• _RECORDS_
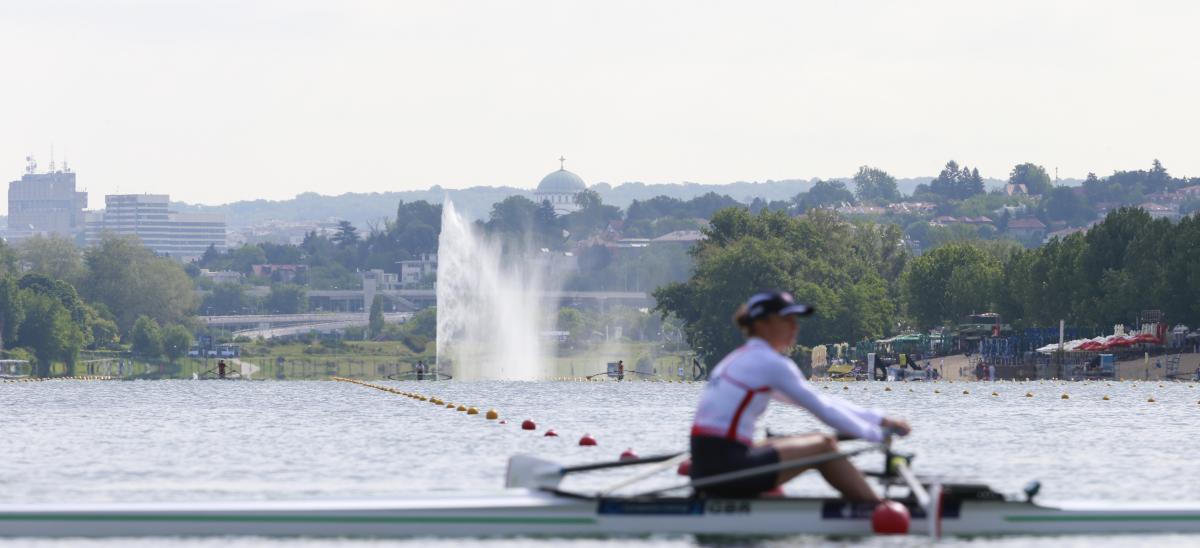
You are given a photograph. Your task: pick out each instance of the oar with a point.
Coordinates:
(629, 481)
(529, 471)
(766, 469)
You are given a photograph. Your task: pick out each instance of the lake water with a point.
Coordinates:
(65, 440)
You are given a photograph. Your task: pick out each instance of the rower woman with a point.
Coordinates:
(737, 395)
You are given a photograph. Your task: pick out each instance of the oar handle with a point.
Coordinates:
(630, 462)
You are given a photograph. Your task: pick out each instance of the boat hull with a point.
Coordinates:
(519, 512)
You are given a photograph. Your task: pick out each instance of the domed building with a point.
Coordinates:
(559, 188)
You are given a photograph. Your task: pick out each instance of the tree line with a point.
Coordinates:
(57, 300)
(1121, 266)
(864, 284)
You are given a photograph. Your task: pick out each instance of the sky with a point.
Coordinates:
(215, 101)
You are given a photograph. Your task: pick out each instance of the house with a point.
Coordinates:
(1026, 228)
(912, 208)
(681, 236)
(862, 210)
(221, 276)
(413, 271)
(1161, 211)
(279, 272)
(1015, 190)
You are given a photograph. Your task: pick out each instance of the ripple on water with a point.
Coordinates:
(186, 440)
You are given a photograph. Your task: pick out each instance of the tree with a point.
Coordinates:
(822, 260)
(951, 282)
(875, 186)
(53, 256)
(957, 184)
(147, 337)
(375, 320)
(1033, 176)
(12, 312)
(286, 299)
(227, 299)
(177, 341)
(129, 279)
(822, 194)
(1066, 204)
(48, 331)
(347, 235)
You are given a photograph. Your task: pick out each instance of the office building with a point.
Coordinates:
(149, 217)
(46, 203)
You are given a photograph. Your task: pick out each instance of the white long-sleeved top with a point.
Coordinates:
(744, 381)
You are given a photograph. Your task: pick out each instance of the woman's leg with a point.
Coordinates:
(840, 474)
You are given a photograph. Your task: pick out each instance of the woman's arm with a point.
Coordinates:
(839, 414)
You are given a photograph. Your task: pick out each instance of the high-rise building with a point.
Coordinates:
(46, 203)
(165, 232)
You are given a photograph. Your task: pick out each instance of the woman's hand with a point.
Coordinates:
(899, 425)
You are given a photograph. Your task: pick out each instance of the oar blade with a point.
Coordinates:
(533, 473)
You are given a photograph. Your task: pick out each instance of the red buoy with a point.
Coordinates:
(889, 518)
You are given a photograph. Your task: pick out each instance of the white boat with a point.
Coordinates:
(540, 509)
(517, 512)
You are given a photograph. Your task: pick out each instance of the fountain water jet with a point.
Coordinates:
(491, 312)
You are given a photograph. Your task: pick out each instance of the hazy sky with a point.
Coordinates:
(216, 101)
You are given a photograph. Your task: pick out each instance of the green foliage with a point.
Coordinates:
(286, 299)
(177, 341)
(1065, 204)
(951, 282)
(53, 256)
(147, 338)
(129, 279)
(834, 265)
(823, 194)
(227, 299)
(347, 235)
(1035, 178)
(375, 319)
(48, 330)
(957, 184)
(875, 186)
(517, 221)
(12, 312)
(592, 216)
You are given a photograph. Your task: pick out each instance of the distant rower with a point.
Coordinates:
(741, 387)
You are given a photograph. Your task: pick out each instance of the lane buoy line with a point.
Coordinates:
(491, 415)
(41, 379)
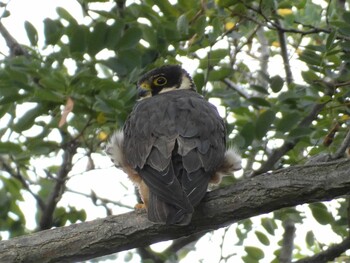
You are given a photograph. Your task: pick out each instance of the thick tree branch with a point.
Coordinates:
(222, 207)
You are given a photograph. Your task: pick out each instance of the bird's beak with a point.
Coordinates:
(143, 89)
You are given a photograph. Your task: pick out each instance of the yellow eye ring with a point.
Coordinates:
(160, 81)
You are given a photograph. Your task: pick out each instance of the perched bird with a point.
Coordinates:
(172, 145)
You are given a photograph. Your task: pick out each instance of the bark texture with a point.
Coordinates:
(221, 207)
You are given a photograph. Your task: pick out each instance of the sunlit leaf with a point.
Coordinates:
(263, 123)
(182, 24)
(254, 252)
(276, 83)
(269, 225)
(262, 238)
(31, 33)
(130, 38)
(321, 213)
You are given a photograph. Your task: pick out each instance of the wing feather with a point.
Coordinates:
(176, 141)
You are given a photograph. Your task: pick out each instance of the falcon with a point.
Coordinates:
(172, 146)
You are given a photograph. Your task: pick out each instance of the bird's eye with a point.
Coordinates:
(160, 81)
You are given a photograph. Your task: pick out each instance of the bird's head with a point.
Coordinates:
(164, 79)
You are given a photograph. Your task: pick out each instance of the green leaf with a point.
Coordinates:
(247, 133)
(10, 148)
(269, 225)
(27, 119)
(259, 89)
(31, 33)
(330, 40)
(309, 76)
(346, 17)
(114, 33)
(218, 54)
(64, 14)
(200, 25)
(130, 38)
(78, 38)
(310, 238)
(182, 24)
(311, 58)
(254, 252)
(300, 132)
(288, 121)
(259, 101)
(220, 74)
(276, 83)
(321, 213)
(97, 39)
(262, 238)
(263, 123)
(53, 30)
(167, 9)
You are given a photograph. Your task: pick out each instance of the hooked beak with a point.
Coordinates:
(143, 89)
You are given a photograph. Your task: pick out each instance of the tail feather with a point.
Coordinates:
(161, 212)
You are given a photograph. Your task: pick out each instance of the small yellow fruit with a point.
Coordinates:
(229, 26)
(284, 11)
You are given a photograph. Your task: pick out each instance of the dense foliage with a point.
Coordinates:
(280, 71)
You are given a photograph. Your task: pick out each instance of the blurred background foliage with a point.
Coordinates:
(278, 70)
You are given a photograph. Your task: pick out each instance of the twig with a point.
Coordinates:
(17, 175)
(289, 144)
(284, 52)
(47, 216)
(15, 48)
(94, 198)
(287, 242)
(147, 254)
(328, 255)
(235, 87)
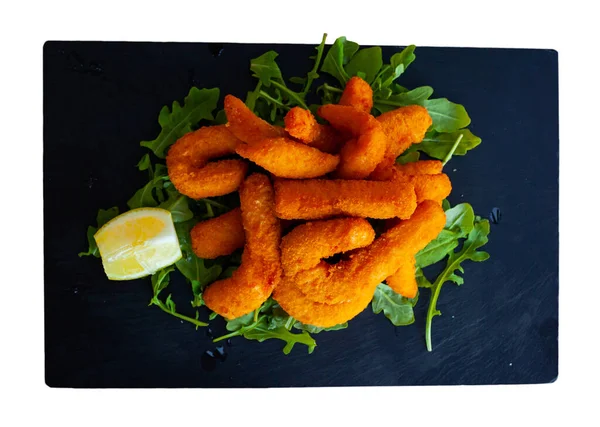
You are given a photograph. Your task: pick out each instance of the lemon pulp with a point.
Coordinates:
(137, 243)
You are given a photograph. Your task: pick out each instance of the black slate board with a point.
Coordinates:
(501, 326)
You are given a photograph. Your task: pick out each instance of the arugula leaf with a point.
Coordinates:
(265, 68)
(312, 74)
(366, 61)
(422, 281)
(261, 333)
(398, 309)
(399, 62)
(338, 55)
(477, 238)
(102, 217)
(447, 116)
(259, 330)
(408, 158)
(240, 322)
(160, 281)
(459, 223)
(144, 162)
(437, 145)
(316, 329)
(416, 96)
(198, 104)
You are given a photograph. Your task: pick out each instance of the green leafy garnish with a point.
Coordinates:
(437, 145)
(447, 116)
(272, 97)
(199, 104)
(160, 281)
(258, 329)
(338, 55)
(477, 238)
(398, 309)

• _WORK TO DO_
Convert the lines into a Markdown table with the columns Row and Line, giving each line a row number and leaving out blank lines. Begin at the line that has "garnish with a point." and stop after the last line of the entries.

• _RESULT_
| Row | Line |
|---|---|
| 1 | You are given a photograph. Your task: pick out each instance of the green leafy garnish with a point. |
| 2 | Coordinates: |
| 3 | (437, 145) |
| 4 | (447, 116) |
| 5 | (272, 97) |
| 6 | (199, 104) |
| 7 | (160, 281) |
| 8 | (258, 329) |
| 9 | (338, 55) |
| 10 | (477, 238) |
| 11 | (398, 309) |